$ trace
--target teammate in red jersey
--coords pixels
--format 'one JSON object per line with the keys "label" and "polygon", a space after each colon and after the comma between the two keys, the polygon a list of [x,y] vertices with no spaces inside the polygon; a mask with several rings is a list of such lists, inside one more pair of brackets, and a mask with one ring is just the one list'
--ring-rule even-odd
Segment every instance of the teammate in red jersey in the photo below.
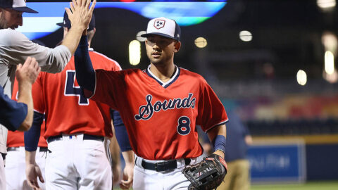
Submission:
{"label": "teammate in red jersey", "polygon": [[[87,31],[90,40],[96,31],[94,23],[93,15]],[[65,35],[70,28],[66,13],[62,25]],[[121,70],[117,62],[92,49],[89,54],[96,69]],[[107,137],[111,138],[113,134],[110,108],[88,100],[80,93],[75,80],[74,58],[61,73],[42,72],[35,84],[33,98],[38,105],[37,109],[41,108],[37,110],[44,112],[46,115],[44,137],[49,149],[45,171],[46,189],[111,189],[112,171]],[[39,94],[42,98],[37,99]],[[25,134],[25,139],[34,137],[36,137],[34,134]],[[27,142],[25,146],[32,146],[32,144]],[[32,152],[27,154],[26,164],[36,165]],[[123,156],[126,155],[124,172],[127,180],[122,183],[127,186],[132,182],[133,153],[125,150]],[[32,186],[37,187],[37,175],[30,173],[27,179]]]}
{"label": "teammate in red jersey", "polygon": [[[15,101],[18,99],[18,81],[15,79],[13,89],[12,99]],[[35,101],[34,103],[35,103]],[[37,105],[35,105],[34,107],[37,108]],[[43,115],[43,113],[41,114]],[[47,151],[47,142],[43,137],[44,132],[44,122],[41,126],[41,135],[37,150],[39,153],[36,155],[35,159],[37,164],[39,166],[39,169],[41,169],[42,176],[44,177],[44,165]],[[26,165],[25,162],[23,132],[8,131],[7,147],[7,159],[5,167],[6,189],[31,189],[26,179],[25,170]],[[39,182],[39,186],[41,189],[46,189],[44,183]]]}
{"label": "teammate in red jersey", "polygon": [[175,20],[152,19],[142,36],[148,68],[118,72],[94,70],[82,37],[75,54],[77,82],[86,96],[120,111],[137,156],[134,189],[187,189],[182,170],[203,151],[196,125],[224,158],[227,116],[201,76],[174,64],[181,46]]}

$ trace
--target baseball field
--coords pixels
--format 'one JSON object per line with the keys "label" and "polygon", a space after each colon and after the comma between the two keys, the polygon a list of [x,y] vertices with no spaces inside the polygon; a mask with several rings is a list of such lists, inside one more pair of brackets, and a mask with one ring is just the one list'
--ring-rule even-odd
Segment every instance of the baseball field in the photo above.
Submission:
{"label": "baseball field", "polygon": [[303,184],[252,185],[251,190],[337,190],[338,181],[311,182]]}

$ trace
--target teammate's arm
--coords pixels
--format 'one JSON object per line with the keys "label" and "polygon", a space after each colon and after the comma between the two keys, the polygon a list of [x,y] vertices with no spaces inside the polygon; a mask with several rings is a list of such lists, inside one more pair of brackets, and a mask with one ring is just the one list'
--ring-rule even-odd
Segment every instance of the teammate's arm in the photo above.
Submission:
{"label": "teammate's arm", "polygon": [[120,187],[123,189],[129,189],[132,187],[134,180],[134,151],[124,151],[122,152],[122,155],[123,156],[123,159],[125,159],[125,169],[123,169]]}
{"label": "teammate's arm", "polygon": [[133,182],[134,152],[132,151],[127,129],[122,121],[120,113],[117,110],[111,110],[111,116],[113,118],[116,139],[125,162],[120,187],[123,189],[128,189],[132,186]]}
{"label": "teammate's arm", "polygon": [[215,151],[213,153],[224,158],[227,137],[225,124],[215,126],[208,131],[208,136],[212,142]]}
{"label": "teammate's arm", "polygon": [[76,1],[73,0],[73,4],[70,4],[70,9],[65,8],[72,27],[63,39],[61,45],[67,46],[72,55],[74,54],[77,47],[83,31],[87,30],[92,20],[96,0],[94,0],[92,6],[88,9],[90,1],[90,0],[77,0]]}
{"label": "teammate's arm", "polygon": [[86,97],[93,95],[95,89],[95,71],[88,53],[88,39],[82,36],[74,54],[76,80]]}
{"label": "teammate's arm", "polygon": [[44,115],[34,112],[33,124],[30,129],[25,132],[25,149],[26,163],[26,177],[28,184],[34,189],[39,189],[37,177],[44,182],[41,170],[35,161],[35,155],[40,137],[41,125],[44,121]]}
{"label": "teammate's arm", "polygon": [[[115,134],[115,132],[114,132]],[[120,158],[120,147],[118,146],[116,137],[114,135],[111,138],[111,144],[109,145],[111,151],[112,170],[113,170],[113,184],[118,184],[120,182],[120,175],[121,174],[121,160]]]}

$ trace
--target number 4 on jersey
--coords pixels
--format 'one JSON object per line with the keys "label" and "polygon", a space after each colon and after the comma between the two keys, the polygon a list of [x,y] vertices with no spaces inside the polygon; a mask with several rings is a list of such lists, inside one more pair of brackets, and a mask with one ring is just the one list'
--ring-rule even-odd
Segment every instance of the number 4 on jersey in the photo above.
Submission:
{"label": "number 4 on jersey", "polygon": [[89,105],[89,101],[81,93],[80,87],[75,87],[75,71],[73,70],[66,70],[67,76],[65,84],[65,96],[79,96],[79,105]]}

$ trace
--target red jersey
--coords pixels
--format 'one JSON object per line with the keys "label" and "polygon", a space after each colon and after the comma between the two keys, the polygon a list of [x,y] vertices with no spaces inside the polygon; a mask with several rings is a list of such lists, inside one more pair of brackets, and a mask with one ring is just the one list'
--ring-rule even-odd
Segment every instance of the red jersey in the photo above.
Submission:
{"label": "red jersey", "polygon": [[93,99],[120,111],[134,153],[149,160],[202,153],[196,125],[204,131],[227,121],[222,103],[199,75],[177,67],[163,83],[149,68],[96,70]]}
{"label": "red jersey", "polygon": [[[18,101],[18,81],[15,80],[14,80],[14,86],[13,89],[12,93],[12,99],[15,101]],[[34,102],[35,103],[35,102]],[[40,132],[40,138],[39,139],[39,144],[37,146],[39,147],[47,147],[47,141],[44,137],[44,120],[42,124],[41,127],[41,132]],[[19,146],[25,146],[25,141],[23,138],[23,132],[19,131],[9,131],[7,136],[7,146],[8,147],[19,147]]]}
{"label": "red jersey", "polygon": [[[118,63],[106,56],[89,51],[95,69],[120,70]],[[86,99],[75,78],[74,56],[60,73],[41,72],[32,88],[33,100],[45,113],[44,137],[61,134],[113,137],[110,108]],[[42,99],[39,99],[41,94]],[[36,108],[35,107],[35,109]]]}

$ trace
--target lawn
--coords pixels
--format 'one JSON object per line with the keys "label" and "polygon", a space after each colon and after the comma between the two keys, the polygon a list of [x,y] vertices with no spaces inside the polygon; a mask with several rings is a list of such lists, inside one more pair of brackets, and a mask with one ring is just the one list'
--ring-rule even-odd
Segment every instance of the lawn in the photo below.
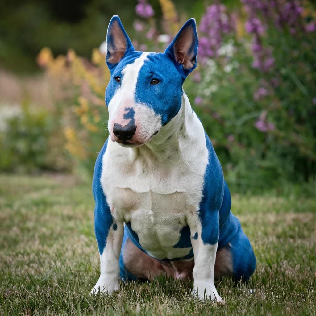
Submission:
{"label": "lawn", "polygon": [[91,188],[58,175],[0,175],[0,315],[316,315],[316,198],[235,195],[232,203],[258,263],[248,284],[217,283],[225,303],[192,299],[191,283],[163,277],[91,297]]}

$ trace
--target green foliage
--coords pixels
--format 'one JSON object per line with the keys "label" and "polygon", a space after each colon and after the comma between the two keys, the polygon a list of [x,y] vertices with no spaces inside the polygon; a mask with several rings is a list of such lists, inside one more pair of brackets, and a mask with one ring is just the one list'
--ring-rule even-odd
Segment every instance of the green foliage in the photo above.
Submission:
{"label": "green foliage", "polygon": [[[63,147],[58,147],[62,140],[54,134],[56,117],[44,110],[31,108],[27,100],[21,110],[20,115],[7,120],[5,130],[0,133],[0,170],[32,172],[66,169],[69,166],[64,161]],[[57,146],[52,149],[54,143]]]}
{"label": "green foliage", "polygon": [[273,49],[270,69],[253,67],[250,38],[229,34],[222,44],[223,53],[200,68],[198,83],[193,73],[185,90],[231,185],[314,185],[316,33],[298,27],[293,34],[267,23],[261,40]]}

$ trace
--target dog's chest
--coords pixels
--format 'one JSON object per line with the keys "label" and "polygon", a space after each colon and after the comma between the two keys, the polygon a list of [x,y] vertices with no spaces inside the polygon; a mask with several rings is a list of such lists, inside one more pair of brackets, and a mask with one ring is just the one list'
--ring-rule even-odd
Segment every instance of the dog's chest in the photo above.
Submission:
{"label": "dog's chest", "polygon": [[180,160],[150,167],[124,155],[115,161],[115,155],[105,156],[101,183],[114,220],[130,223],[141,246],[156,258],[187,255],[189,246],[175,246],[187,216],[197,214],[203,183],[200,167],[189,167]]}

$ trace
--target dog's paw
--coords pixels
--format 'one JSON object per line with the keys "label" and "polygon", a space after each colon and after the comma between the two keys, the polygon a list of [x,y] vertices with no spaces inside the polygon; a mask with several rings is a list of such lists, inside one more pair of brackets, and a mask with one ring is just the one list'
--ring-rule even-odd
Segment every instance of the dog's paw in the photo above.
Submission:
{"label": "dog's paw", "polygon": [[194,286],[192,291],[192,296],[197,297],[202,301],[210,300],[212,302],[217,303],[224,303],[224,300],[219,296],[216,289],[214,285],[208,286]]}
{"label": "dog's paw", "polygon": [[111,295],[114,291],[117,291],[119,287],[118,279],[111,280],[110,278],[112,278],[107,277],[106,276],[100,276],[93,287],[90,295],[93,295],[98,292],[103,292]]}

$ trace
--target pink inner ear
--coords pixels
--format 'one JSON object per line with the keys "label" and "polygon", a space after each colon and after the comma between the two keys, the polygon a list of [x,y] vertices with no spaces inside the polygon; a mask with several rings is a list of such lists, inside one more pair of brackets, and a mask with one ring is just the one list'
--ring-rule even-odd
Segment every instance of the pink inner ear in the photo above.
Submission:
{"label": "pink inner ear", "polygon": [[123,58],[127,47],[125,36],[117,21],[113,22],[107,36],[112,39],[113,41],[107,43],[107,51],[111,56],[106,61],[110,64],[117,64]]}
{"label": "pink inner ear", "polygon": [[194,51],[189,52],[193,40],[193,28],[187,27],[179,34],[173,45],[174,58],[177,62],[183,65],[185,69],[191,69],[195,65]]}

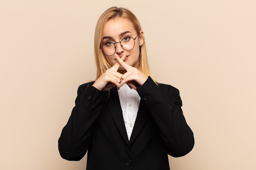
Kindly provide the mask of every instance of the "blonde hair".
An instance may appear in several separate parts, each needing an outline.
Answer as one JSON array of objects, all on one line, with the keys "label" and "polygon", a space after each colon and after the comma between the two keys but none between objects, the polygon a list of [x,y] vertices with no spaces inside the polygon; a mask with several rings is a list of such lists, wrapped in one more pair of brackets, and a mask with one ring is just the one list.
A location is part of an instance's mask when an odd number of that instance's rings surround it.
[{"label": "blonde hair", "polygon": [[[140,34],[140,31],[142,30],[140,24],[135,15],[126,8],[112,7],[101,15],[96,25],[94,36],[94,55],[97,69],[96,79],[98,79],[107,70],[111,67],[99,47],[101,43],[103,27],[108,21],[116,17],[120,17],[130,20],[133,24],[138,34]],[[145,42],[140,46],[139,59],[140,71],[147,76],[150,76],[154,81],[156,82],[150,73]]]}]

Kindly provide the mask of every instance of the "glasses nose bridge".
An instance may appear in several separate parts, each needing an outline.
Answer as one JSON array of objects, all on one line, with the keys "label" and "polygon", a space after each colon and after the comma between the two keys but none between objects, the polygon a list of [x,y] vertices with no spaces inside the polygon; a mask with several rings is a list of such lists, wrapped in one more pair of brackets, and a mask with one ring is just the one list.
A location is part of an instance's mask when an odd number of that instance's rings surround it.
[{"label": "glasses nose bridge", "polygon": [[119,43],[119,42],[120,42],[120,45],[121,46],[121,47],[122,47],[122,48],[123,48],[123,46],[122,45],[122,44],[121,44],[121,41],[119,41],[118,42],[116,42],[115,43],[114,43],[114,46],[115,46],[115,49],[116,48],[116,44]]}]

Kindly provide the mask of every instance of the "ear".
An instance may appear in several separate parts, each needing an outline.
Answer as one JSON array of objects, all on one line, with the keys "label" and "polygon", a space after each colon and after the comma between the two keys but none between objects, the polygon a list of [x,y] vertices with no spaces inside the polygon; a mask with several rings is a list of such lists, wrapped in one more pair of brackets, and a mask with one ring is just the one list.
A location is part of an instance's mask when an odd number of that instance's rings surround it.
[{"label": "ear", "polygon": [[140,31],[139,31],[139,42],[140,46],[142,45],[144,43],[144,32],[143,32],[143,31],[141,30]]}]

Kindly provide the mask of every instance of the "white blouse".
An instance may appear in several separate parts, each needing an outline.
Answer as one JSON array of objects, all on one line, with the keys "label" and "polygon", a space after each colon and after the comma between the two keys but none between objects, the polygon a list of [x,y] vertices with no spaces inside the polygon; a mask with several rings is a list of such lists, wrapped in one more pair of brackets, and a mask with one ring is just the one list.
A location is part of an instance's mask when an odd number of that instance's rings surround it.
[{"label": "white blouse", "polygon": [[131,89],[126,84],[122,86],[118,91],[124,120],[130,140],[137,116],[140,97],[136,90]]}]

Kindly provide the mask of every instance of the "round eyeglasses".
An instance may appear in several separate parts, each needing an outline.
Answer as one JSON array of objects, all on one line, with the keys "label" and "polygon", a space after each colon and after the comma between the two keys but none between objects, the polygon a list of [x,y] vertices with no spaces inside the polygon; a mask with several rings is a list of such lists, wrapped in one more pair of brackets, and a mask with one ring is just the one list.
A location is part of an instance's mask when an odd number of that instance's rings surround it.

• • •

Job: Which lines in the records above contain the string "nose"? Copy each of them in full.

Answer to this problem:
Kindly provide the mask of every instance of the "glasses nose bridge".
[{"label": "glasses nose bridge", "polygon": [[119,43],[119,42],[120,42],[120,45],[121,46],[121,47],[122,47],[122,48],[123,48],[123,46],[122,45],[122,44],[121,44],[121,41],[119,41],[118,42],[116,42],[115,43],[114,43],[114,46],[115,46],[115,49],[116,48],[116,44]]}]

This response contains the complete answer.